Work to be completed —
Transcribe the rest of the listing below, starting with the line that contains "Can you find the wooden" and ending with the last line, exactly as written.

[Exercise data]

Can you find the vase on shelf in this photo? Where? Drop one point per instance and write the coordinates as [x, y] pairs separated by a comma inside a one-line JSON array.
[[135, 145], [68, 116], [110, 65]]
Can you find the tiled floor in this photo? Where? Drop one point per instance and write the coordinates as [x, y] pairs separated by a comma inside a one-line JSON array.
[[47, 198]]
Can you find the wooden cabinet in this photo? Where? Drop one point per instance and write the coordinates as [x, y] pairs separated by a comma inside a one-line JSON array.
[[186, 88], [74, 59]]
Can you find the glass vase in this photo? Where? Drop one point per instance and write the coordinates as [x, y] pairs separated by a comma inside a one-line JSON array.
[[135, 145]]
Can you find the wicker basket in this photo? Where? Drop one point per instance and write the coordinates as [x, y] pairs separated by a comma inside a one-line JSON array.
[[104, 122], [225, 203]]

[/Exercise data]

Answer below —
Can you find the wooden cabinet in this photo? Where? Drop one point per instance and write the coordinates as [x, y] pairs separated by a comma inside a one-line JSON array.
[[186, 88], [74, 59]]
Can you find the glass vase in this photo? Where? Drop one point per instance and write the coordinates as [x, y] pairs separated by a comma inside a one-line JSON array.
[[135, 145]]
Can you find the wicker basket in this photo? Where? Drop one point per instance and write the coordinates as [x, y] pairs separated by a comma inside a one-line JSON array.
[[104, 122], [225, 203]]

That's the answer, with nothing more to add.